** START **

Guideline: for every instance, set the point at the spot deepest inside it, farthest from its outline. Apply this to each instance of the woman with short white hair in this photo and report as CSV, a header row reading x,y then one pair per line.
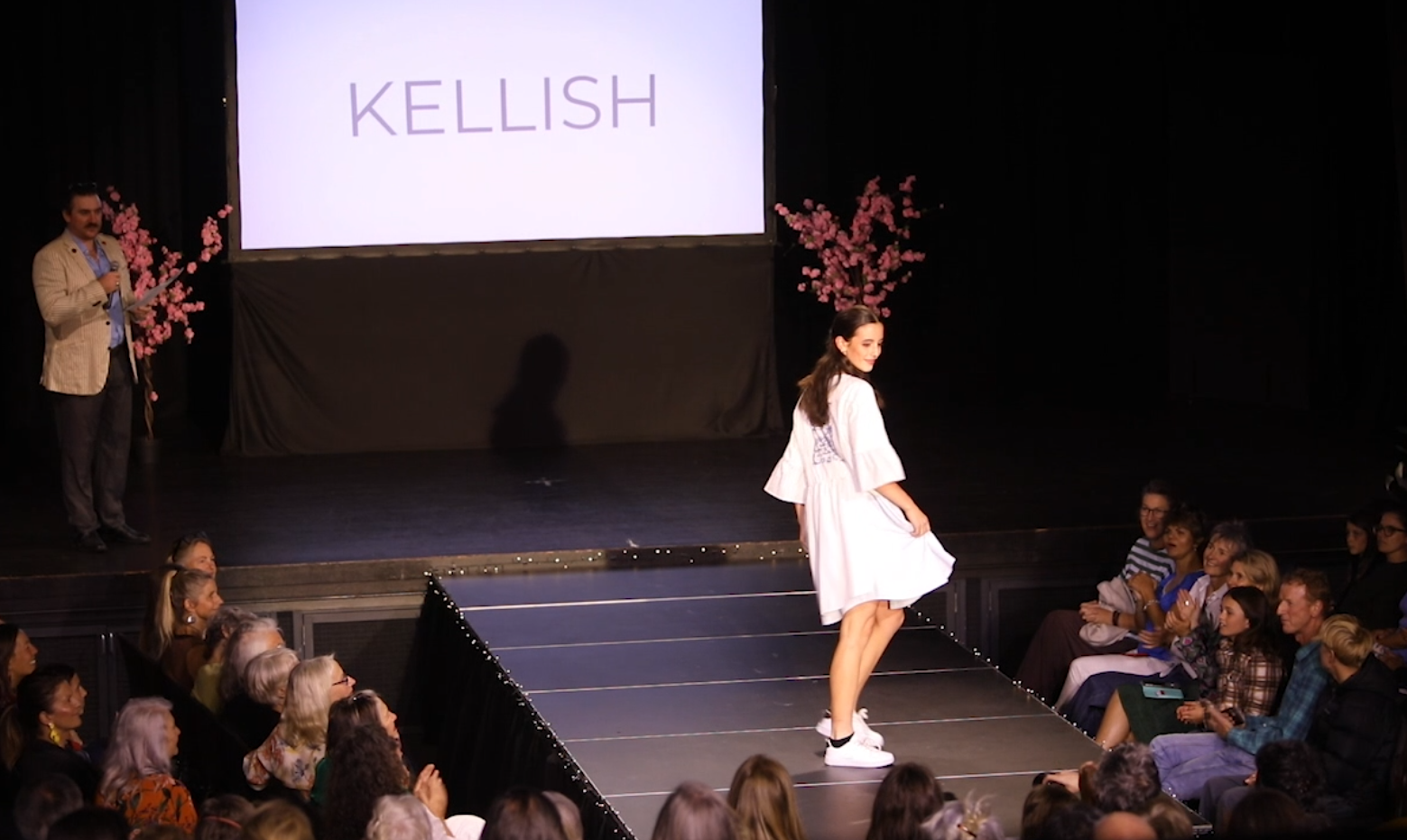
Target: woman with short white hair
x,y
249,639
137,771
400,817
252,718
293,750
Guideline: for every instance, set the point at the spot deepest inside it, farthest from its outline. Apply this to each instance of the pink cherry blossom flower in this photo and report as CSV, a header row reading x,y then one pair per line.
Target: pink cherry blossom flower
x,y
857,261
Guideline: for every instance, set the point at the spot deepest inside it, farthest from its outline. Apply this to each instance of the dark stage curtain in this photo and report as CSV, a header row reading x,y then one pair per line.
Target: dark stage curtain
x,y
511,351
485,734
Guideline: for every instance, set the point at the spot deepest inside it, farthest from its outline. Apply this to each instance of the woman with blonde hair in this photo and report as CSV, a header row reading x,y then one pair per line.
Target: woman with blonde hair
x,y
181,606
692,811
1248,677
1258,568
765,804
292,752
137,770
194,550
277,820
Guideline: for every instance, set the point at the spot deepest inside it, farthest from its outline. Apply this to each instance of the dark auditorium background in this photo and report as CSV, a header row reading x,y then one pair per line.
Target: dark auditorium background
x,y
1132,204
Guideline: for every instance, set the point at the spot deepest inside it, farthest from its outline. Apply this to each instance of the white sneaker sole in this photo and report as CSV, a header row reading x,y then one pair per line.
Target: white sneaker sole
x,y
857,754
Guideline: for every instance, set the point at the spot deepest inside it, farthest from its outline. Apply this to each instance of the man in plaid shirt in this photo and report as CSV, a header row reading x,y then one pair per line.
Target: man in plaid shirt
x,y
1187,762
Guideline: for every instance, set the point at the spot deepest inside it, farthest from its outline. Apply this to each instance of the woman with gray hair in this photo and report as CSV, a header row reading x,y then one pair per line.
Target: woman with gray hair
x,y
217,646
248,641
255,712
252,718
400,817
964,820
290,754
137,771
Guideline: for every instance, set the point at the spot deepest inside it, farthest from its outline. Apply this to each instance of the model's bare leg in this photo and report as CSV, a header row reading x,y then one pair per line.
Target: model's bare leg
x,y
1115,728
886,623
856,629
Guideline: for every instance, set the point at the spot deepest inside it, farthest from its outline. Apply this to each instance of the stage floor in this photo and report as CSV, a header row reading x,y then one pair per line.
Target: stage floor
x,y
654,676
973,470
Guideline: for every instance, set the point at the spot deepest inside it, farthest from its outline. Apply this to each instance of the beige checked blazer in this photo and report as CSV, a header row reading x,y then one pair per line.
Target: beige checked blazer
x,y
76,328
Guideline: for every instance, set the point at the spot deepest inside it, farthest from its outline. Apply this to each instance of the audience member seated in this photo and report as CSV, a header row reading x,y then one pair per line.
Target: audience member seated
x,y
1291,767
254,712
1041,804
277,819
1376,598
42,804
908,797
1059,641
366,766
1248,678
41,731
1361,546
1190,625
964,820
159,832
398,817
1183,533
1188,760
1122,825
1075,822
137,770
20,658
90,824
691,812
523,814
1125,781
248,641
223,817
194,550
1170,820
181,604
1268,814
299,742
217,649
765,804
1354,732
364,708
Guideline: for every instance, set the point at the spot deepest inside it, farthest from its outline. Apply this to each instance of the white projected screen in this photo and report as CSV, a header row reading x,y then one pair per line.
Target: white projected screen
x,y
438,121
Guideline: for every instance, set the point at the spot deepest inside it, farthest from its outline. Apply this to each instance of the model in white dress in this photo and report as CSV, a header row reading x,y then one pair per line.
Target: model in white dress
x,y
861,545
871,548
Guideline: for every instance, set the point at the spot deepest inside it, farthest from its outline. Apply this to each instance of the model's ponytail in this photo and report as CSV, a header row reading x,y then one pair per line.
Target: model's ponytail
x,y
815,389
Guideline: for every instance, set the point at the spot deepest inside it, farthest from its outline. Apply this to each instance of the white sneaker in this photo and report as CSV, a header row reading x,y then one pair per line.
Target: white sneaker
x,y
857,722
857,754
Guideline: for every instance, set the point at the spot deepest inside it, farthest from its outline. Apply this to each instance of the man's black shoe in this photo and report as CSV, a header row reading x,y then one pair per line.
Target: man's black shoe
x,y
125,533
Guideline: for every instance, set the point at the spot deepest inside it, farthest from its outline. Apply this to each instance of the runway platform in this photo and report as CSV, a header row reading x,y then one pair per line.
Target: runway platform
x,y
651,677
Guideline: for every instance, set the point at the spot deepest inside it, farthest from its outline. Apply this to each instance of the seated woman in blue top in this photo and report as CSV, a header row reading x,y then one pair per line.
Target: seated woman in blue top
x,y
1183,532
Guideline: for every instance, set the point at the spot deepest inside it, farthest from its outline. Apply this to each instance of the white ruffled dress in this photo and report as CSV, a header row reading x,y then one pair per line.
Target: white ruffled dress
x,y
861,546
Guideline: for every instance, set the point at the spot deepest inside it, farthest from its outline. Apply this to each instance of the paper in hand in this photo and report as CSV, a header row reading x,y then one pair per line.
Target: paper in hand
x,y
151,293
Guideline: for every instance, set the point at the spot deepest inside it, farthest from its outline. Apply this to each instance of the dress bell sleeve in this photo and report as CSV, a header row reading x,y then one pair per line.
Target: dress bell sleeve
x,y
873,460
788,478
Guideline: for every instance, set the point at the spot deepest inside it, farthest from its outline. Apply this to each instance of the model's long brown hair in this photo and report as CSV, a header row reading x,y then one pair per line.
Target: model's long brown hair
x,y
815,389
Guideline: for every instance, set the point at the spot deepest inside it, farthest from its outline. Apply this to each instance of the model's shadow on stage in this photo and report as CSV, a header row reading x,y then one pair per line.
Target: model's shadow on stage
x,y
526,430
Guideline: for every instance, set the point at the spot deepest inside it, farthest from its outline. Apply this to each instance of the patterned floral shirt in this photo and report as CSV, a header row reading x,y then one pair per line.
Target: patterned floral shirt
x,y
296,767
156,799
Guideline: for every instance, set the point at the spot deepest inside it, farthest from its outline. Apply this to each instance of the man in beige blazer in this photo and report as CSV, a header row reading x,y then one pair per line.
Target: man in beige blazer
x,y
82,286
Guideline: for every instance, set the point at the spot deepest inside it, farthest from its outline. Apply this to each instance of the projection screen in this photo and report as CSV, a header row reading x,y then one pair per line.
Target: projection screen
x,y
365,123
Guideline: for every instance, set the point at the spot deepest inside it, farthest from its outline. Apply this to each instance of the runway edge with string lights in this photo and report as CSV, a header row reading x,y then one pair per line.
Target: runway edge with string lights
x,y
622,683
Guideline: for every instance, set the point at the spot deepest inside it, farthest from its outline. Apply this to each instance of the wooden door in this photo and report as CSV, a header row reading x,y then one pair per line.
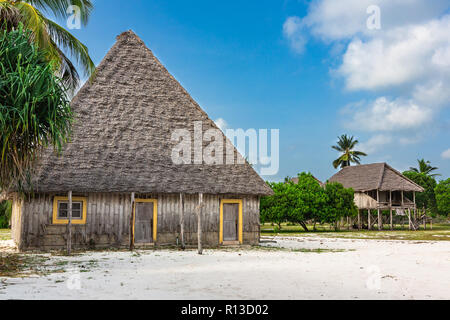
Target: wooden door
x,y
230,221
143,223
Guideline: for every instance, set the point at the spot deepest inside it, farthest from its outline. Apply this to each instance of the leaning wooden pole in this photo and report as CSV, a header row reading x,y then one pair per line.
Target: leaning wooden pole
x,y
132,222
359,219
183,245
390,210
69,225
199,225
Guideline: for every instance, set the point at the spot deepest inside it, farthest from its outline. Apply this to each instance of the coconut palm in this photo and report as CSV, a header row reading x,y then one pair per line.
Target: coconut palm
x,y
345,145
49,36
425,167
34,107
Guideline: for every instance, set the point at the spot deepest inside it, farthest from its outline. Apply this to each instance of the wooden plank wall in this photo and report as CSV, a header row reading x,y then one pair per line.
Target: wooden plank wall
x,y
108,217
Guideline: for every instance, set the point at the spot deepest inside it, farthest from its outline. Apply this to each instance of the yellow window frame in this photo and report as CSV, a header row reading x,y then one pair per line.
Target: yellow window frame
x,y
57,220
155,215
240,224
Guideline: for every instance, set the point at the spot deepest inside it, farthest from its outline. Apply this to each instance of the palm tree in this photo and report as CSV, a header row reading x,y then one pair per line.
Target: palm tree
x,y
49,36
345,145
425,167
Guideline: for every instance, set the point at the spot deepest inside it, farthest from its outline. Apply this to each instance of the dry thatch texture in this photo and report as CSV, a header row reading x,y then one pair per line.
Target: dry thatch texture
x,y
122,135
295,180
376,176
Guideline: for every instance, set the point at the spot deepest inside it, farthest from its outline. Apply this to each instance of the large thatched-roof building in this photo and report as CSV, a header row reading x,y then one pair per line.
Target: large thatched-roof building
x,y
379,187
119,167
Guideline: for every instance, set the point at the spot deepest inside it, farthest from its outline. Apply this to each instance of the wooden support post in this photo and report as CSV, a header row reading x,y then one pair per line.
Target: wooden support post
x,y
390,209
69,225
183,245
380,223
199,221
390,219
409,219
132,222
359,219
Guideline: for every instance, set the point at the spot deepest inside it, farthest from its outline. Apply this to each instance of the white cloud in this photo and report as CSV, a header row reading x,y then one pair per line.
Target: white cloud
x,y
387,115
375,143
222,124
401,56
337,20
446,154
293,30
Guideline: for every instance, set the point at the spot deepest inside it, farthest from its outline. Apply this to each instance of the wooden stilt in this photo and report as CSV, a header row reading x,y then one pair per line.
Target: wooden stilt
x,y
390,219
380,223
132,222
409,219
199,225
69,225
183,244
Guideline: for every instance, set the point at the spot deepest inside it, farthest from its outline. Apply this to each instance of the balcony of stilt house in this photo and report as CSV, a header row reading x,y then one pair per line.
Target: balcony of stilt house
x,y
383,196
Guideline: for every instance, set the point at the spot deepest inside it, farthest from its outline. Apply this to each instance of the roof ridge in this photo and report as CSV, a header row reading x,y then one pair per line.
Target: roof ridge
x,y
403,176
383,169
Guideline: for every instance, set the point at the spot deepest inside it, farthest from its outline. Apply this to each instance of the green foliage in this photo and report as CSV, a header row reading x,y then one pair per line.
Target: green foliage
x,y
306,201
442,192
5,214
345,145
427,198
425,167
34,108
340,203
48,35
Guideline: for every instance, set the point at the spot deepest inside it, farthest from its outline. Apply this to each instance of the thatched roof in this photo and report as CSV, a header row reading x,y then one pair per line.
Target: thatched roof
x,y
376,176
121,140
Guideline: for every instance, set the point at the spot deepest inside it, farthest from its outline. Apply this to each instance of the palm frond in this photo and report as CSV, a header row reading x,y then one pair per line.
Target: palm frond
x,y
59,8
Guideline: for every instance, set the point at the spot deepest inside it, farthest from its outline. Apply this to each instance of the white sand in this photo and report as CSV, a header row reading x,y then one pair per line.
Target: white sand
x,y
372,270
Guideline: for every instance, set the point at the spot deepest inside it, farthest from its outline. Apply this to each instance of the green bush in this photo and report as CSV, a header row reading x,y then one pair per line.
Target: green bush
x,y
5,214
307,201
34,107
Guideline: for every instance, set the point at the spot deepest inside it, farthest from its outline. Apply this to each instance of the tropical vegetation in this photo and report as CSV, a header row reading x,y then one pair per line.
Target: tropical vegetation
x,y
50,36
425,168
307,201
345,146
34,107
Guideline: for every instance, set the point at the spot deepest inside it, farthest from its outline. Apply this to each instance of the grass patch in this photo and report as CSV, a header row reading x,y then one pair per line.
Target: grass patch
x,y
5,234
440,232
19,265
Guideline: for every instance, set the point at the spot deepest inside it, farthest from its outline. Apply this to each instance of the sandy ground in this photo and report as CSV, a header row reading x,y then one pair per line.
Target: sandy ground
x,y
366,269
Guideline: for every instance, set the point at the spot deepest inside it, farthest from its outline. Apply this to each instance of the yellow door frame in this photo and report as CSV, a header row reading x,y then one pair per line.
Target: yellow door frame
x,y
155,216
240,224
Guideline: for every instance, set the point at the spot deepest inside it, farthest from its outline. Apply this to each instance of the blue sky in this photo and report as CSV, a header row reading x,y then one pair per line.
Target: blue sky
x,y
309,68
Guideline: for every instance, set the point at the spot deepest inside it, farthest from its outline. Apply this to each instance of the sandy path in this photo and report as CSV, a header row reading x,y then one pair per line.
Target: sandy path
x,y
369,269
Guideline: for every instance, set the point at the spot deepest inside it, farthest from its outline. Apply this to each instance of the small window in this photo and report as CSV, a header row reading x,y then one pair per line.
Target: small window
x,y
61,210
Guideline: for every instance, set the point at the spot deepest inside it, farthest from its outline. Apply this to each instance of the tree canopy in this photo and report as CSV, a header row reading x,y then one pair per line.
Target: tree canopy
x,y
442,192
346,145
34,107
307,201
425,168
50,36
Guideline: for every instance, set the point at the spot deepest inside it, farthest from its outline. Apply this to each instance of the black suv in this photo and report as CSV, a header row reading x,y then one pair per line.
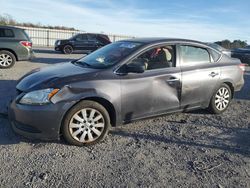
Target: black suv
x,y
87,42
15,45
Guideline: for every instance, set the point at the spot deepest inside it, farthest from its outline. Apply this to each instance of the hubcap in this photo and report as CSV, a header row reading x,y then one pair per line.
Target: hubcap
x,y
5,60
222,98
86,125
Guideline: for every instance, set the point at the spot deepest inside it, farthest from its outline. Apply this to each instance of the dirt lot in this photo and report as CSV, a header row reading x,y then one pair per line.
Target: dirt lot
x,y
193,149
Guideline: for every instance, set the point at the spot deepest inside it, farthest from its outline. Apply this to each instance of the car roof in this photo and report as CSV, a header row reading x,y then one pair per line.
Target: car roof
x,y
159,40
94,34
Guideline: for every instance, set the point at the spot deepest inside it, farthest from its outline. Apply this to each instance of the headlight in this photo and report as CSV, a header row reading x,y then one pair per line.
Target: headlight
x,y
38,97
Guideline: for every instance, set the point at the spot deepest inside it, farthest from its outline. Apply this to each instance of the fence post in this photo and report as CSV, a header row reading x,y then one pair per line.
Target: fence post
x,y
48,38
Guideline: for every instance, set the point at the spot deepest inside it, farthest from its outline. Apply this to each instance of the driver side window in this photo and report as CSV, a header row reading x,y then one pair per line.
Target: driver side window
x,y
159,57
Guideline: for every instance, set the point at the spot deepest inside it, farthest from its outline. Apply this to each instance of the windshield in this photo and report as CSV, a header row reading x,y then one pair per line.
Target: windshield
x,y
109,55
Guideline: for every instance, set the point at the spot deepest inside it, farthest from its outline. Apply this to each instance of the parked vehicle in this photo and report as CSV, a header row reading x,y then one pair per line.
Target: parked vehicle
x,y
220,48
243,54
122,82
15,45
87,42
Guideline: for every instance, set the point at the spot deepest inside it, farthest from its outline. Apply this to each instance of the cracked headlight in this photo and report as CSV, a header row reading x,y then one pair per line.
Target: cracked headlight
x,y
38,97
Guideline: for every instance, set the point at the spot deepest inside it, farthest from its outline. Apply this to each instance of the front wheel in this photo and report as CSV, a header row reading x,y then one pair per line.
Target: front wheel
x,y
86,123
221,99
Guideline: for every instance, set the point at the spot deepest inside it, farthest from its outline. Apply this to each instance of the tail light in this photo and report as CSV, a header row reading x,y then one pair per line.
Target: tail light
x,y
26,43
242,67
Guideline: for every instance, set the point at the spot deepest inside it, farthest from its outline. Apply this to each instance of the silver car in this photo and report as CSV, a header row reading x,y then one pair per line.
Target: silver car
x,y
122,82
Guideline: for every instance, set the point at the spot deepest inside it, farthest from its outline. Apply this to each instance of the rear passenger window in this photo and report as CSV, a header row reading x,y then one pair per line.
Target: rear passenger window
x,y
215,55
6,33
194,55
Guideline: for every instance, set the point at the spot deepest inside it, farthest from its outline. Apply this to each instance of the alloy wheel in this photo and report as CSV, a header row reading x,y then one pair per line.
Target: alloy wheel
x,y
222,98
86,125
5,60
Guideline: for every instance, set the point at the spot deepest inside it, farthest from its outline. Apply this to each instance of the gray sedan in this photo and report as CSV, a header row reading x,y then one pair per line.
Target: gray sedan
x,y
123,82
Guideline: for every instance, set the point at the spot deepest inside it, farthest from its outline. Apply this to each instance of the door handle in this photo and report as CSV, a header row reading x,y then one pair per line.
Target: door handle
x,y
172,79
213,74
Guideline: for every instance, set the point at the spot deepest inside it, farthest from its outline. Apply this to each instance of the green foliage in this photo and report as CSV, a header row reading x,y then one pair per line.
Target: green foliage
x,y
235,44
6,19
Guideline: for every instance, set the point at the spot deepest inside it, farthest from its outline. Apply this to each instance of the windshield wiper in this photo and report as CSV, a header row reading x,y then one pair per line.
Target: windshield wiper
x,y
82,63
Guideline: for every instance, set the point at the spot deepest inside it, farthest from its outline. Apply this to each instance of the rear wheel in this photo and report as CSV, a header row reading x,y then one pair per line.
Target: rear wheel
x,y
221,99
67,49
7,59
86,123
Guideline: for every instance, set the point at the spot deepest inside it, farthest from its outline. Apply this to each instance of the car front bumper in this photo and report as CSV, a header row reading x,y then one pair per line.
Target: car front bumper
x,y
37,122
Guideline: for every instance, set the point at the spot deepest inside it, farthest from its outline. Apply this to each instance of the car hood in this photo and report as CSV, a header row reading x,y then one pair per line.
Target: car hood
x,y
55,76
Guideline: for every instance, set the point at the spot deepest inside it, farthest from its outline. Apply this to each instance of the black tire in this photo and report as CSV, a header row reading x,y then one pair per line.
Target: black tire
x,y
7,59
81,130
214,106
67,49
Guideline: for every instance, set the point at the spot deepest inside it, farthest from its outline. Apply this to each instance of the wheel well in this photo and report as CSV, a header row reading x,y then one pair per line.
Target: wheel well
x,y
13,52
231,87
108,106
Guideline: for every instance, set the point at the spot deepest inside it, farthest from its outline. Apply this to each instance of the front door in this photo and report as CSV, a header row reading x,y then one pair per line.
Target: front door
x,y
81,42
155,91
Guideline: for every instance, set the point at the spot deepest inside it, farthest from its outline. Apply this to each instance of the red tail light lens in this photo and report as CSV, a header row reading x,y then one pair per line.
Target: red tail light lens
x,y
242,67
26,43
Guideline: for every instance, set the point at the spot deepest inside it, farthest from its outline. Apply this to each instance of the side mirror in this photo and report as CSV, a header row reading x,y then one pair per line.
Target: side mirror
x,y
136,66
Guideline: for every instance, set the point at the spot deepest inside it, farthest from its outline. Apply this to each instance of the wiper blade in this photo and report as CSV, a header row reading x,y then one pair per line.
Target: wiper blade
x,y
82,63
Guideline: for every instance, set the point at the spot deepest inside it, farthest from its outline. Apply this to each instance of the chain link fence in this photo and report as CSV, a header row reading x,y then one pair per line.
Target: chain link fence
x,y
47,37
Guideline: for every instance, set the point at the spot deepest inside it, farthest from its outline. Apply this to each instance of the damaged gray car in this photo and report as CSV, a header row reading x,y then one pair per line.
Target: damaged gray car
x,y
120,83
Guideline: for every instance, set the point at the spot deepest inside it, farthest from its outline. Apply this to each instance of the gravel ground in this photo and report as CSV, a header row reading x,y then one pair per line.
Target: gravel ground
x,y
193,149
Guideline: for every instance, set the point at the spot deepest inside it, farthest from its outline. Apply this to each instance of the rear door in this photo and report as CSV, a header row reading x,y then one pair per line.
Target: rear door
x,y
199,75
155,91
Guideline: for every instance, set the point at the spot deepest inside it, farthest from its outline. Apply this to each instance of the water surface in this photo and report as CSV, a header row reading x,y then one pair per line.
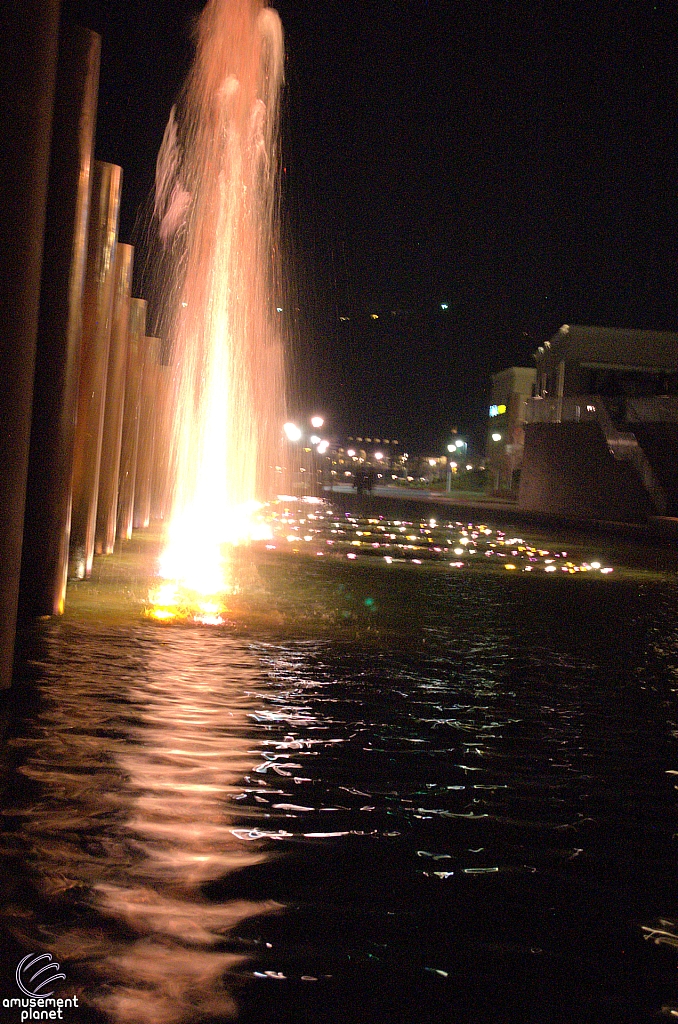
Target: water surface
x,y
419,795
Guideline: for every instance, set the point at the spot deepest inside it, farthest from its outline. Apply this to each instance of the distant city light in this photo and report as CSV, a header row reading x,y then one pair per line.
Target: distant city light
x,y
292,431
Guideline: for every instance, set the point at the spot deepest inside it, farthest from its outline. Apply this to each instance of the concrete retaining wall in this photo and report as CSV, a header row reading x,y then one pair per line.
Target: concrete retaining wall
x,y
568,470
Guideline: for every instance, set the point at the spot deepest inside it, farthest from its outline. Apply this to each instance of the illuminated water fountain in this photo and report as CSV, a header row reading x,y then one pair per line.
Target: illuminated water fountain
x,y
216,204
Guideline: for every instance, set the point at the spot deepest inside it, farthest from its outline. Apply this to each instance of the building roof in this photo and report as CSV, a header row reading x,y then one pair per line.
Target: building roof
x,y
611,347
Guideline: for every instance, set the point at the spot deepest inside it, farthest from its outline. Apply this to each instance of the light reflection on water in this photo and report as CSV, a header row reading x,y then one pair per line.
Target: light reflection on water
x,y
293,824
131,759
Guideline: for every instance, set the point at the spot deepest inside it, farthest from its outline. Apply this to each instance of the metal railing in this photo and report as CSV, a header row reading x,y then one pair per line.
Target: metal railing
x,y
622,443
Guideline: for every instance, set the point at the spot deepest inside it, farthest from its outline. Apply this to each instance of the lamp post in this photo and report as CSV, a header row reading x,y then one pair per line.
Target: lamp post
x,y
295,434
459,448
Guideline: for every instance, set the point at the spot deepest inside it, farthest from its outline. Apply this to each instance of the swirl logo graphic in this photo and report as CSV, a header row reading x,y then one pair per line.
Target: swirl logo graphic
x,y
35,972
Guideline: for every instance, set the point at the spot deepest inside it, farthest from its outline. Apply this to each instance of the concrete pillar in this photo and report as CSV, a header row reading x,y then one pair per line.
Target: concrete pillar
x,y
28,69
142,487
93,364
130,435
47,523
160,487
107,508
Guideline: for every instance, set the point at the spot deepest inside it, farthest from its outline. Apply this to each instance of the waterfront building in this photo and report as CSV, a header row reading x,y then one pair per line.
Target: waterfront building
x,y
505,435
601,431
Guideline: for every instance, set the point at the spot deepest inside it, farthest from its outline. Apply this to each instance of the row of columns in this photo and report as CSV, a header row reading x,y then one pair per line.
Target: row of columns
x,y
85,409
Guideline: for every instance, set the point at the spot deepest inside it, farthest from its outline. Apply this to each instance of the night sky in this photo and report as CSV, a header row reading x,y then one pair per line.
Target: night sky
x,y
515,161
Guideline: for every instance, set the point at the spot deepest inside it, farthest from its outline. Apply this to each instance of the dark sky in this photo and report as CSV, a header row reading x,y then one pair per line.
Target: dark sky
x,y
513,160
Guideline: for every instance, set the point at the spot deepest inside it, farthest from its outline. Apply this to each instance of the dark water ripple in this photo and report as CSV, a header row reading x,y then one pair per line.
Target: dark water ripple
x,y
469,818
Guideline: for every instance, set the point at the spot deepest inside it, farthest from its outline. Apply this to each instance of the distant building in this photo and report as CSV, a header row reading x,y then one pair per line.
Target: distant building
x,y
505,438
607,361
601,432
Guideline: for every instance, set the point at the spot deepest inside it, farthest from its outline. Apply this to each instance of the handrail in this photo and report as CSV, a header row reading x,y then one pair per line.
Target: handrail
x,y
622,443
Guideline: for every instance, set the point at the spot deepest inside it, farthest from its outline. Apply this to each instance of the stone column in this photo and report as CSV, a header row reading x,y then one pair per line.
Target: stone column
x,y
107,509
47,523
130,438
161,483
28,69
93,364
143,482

** END **

**WHAT YOU HAVE TO DO:**
Return the line that contains "the distant building" and all lines after it, verbatim, and nothing else.

**WRITTEN RESPONSE:**
Guideline: for every instance, set the point at the spot deepest inside it, farthest from its outline. Apply this to each instance of the distant building in this photo and report as CSV, a header row reading x,y then one pair per line.
Target: distant building
x,y
505,438
607,361
601,432
Guideline: for every instance, set the point at the spot deepest inside it, farthest from its outline. Apply this to each instance of the handrail in this photo and report as CSV, a header row reading x,y then one pair per line.
Target: handrail
x,y
622,443
Guideline: for every instance, set the point at the spot deepest inside it, farthest from its outline. Apply this to each instance of the stone column in this photo and report as CSV, a header row reading x,y then one pair per line.
Target: stone column
x,y
107,509
47,523
130,438
161,483
28,69
93,364
143,482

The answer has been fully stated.